→ FRAGMENTO SELECCIONADO:
El problema que podría surgir de forma perentoria es que los países más poderosos sintiesen que las mayores cargas solo recaen sobre ellos y, en todo caso, solo estarían dispuestos a asumirlas siempre que supiesen lo que podrían conseguir a cambio. Sugerir que el resultado consistiría en obtener un planeta habitable para nuestros hijos y nietos ya debería ser un «premio» suficiente, sobre todo si son esos países ricos los que han llegado a serlo llenando la atmósfera de carbono. Es de justicia, pues, que hagan el mayor sacrificio y ayuden a los más perjudicados. A cambio, los países en vías de desarrollo podrían empezar a plantearse que es necesario que limiten el crecimiento de su población. Es decir, que si los ricos han de sacrificarse potenciando el decrecimiento, los países en vías de desarrollo deberían iniciar el decrecimiento poblacional, que solo se conseguirá en países pobres mediante la educación. Una educación igualitaria y universal que saque a las niñas de su función primordialmente reproductora en esos países.

→ REGISTROS DE DATOS:
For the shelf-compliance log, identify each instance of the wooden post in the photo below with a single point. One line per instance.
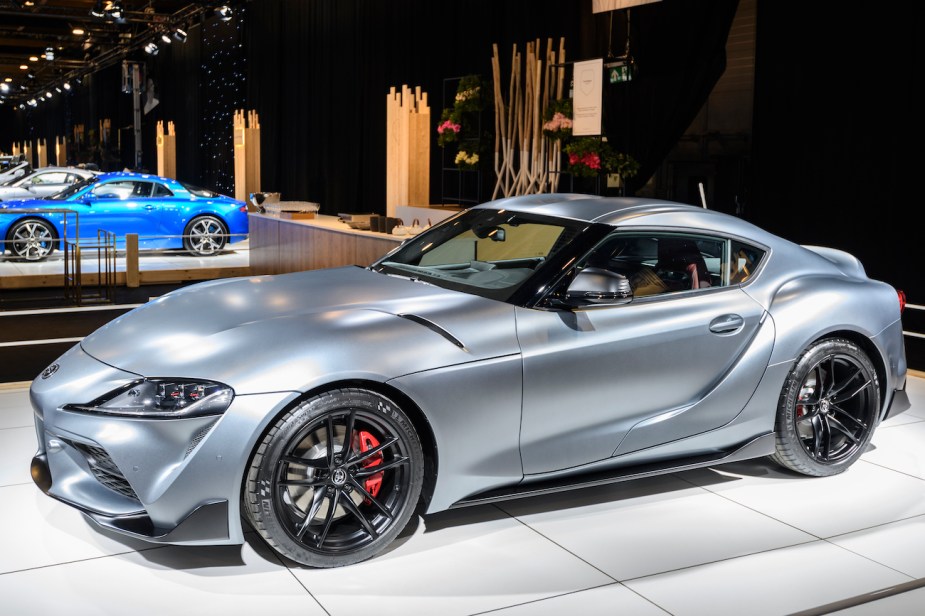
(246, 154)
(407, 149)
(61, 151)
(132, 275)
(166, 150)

==

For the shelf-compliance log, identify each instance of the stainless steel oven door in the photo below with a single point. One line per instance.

* * *

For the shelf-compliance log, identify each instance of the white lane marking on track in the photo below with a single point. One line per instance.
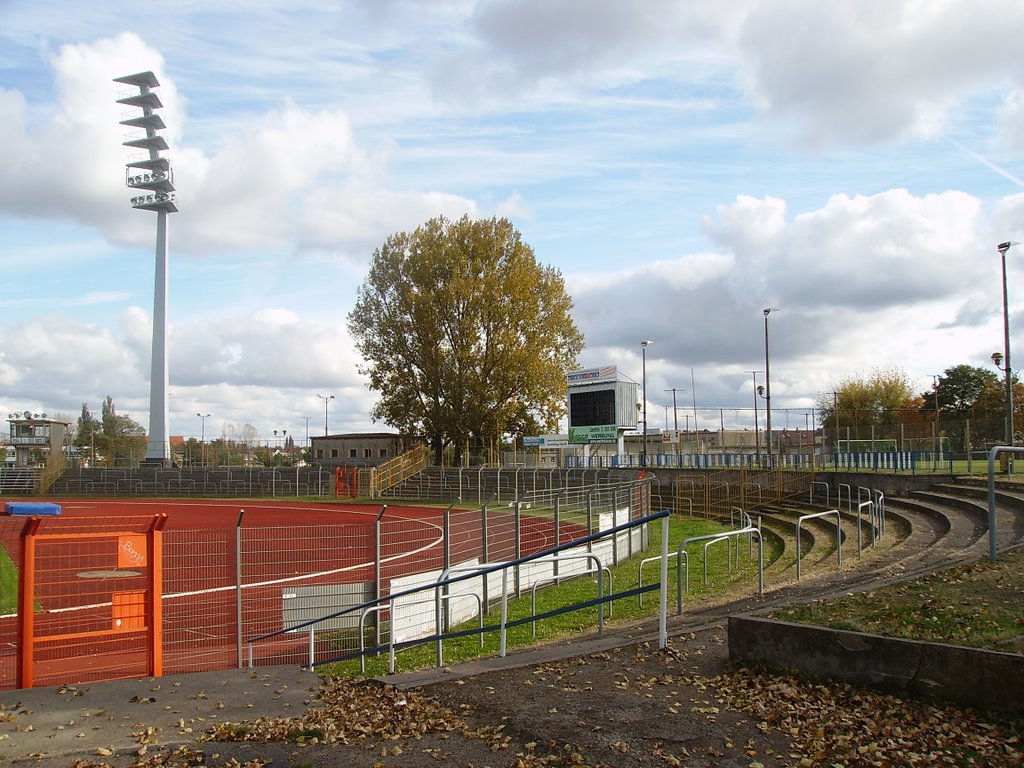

→ TU TAREA: Traduce al inglés esta oración del fragmento seleccionado: «A cambio, los países en vías de desarrollo podrían empezar a plantearse que es necesario que limiten el crecimiento de su población».

→ RESULTADO: In return, developing countries could begin to consider that they need to limit the growth of their population.